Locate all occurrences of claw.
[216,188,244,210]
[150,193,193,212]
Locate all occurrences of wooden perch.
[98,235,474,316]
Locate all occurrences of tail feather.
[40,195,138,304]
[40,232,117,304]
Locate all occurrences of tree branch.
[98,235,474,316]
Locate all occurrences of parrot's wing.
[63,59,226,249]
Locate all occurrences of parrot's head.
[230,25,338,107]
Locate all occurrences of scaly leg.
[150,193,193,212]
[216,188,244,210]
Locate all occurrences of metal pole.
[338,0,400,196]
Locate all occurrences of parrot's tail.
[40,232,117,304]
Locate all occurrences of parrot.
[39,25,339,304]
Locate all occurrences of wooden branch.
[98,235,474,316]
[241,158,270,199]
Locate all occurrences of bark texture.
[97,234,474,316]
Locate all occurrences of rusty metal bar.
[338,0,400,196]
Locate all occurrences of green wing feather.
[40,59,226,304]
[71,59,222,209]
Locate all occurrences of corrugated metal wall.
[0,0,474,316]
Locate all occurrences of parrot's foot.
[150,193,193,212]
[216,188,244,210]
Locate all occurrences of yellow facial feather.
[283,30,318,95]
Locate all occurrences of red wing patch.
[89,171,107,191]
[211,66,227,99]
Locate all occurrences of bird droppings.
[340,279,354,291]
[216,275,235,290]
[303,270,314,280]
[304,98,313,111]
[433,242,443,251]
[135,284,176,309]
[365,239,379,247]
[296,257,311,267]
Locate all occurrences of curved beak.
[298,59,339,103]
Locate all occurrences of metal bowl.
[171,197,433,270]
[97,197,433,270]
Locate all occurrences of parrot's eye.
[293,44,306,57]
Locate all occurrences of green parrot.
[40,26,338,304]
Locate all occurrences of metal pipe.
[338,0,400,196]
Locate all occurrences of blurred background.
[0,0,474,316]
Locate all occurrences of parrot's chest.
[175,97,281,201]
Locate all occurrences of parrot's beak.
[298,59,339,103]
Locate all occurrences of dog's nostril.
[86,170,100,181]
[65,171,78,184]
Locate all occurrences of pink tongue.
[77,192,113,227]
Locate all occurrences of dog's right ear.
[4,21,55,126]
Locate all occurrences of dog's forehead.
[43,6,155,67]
────────────────────
Pull out every line in the entries above that contains the string "feather". Case matters.

Locate all occurrences of tail feather.
Locate all occurrences of green wing feather.
Locate all occurrences of yellow facial feather.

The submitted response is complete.